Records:
## BEGIN
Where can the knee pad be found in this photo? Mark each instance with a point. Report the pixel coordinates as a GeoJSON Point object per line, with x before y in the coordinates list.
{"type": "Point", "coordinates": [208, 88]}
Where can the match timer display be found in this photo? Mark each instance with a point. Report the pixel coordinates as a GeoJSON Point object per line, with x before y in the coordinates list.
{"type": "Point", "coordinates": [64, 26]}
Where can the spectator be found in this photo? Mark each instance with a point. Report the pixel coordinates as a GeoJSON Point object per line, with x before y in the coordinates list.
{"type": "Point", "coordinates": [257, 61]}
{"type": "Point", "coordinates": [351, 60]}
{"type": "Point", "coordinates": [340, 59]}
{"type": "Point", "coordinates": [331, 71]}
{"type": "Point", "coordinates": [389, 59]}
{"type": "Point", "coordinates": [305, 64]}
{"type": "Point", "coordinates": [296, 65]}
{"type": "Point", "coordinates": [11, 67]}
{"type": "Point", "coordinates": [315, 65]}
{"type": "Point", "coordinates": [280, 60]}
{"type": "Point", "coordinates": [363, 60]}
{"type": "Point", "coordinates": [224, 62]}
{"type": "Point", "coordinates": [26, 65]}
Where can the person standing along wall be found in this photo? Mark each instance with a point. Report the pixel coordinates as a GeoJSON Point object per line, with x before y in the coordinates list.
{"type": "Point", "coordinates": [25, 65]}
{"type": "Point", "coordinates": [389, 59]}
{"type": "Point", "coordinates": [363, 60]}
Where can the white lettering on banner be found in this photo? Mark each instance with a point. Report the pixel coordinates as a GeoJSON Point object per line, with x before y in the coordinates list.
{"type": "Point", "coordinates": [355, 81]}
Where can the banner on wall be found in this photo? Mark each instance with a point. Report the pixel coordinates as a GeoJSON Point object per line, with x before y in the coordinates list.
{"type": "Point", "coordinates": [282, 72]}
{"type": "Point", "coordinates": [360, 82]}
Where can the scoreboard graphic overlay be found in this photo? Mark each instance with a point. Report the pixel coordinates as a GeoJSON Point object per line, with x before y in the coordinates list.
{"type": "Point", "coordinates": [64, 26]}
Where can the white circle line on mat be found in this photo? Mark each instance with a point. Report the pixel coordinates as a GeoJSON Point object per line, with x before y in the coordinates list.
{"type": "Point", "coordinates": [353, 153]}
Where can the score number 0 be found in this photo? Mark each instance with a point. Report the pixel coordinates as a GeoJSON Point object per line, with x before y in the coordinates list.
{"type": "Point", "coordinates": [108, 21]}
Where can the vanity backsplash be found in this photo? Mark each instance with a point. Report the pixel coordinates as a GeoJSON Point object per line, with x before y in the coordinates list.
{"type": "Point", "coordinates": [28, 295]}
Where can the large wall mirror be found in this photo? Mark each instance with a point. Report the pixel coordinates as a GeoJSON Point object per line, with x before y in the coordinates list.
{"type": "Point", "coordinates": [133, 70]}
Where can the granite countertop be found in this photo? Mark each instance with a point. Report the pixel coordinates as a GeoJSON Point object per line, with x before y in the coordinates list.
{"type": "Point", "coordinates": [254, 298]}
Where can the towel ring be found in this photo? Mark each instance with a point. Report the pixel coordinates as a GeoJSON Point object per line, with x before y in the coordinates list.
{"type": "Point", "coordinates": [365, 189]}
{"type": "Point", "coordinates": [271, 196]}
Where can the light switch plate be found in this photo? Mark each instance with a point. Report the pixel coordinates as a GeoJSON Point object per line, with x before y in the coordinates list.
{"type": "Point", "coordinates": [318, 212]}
## END
**Direction:** Repeat the material above in full, exactly as it stands.

**Written reply:**
Where can the knee pad be found in this photo? Mark each instance with a point. Report the pixel coordinates as a GeoJSON Point object per line, with x before y in the coordinates list.
{"type": "Point", "coordinates": [208, 88]}
Where can the match timer display be found in this photo? Mark each instance with a point. Report the pixel coordinates as a GeoJSON Point object per line, with x before y in the coordinates list.
{"type": "Point", "coordinates": [64, 26]}
Where can the spectator be found in this photo? Mark each instance with a point. Report the pixel coordinates as a GeoJSON Point object per line, with x before y in the coordinates list.
{"type": "Point", "coordinates": [257, 61]}
{"type": "Point", "coordinates": [351, 60]}
{"type": "Point", "coordinates": [340, 59]}
{"type": "Point", "coordinates": [331, 71]}
{"type": "Point", "coordinates": [389, 59]}
{"type": "Point", "coordinates": [305, 64]}
{"type": "Point", "coordinates": [296, 65]}
{"type": "Point", "coordinates": [11, 67]}
{"type": "Point", "coordinates": [315, 65]}
{"type": "Point", "coordinates": [280, 60]}
{"type": "Point", "coordinates": [363, 60]}
{"type": "Point", "coordinates": [224, 62]}
{"type": "Point", "coordinates": [26, 65]}
Where can the person standing along wall be found in this photo? Mark each instance with a point. Report the pixel coordinates as a GeoJSON Point object per line, with x before y in the coordinates list.
{"type": "Point", "coordinates": [25, 65]}
{"type": "Point", "coordinates": [389, 59]}
{"type": "Point", "coordinates": [363, 60]}
Where can the white lettering on banner be found in this photo? Mark each instance with a point. Report the pixel coordinates as a GeoJSON Point object per line, with x before y in the coordinates list.
{"type": "Point", "coordinates": [355, 81]}
Where can the banner on wall be found in this photo? Mark each instance with a point. Report the pixel coordinates as a GeoJSON Point object per line, with x before y in the coordinates list.
{"type": "Point", "coordinates": [282, 72]}
{"type": "Point", "coordinates": [360, 82]}
Where can the scoreboard graphic overlay be found in this photo? Mark each instance with a point. Report the pixel coordinates as a GeoJSON Point object per line, with x before y in the coordinates list.
{"type": "Point", "coordinates": [64, 26]}
Where can the white circle line on mat be found in this photo? Mark each instance with a point. Report the pixel coordinates as a GeoJSON Point object per line, with x before y in the coordinates list.
{"type": "Point", "coordinates": [353, 153]}
Where can the score number 0 be found in this photo? Mark each instance with a point. Report the pixel coordinates as a GeoJSON Point object per line, with x before y in the coordinates list.
{"type": "Point", "coordinates": [108, 21]}
Where can the vanity backsplash be found in this photo? Mark each instance with a point. Report the pixel coordinates as a GeoJSON Point object per line, with x before y in the coordinates list.
{"type": "Point", "coordinates": [28, 295]}
Where can the large wall mirror be found in this photo? Mark each instance with a point. Report the pixel coordinates as a GeoJSON Point object per line, with x before y in the coordinates list.
{"type": "Point", "coordinates": [133, 70]}
Where can the granite countertop be found in this photo? Mark each instance with a point. Report the pixel coordinates as a GeoJSON Point object per line, with x before y in the coordinates list.
{"type": "Point", "coordinates": [254, 298]}
Where can the towel ring be found in this photo? Mark each instance with a point. Report the pixel coordinates as a GeoJSON Point object per line, with x before y in the coordinates list.
{"type": "Point", "coordinates": [365, 189]}
{"type": "Point", "coordinates": [271, 196]}
Where can the light switch plate be found in this photo? Mark each instance with a point. Report the pixel coordinates as a GeoJSON Point object per line, with x before y in the coordinates list.
{"type": "Point", "coordinates": [318, 212]}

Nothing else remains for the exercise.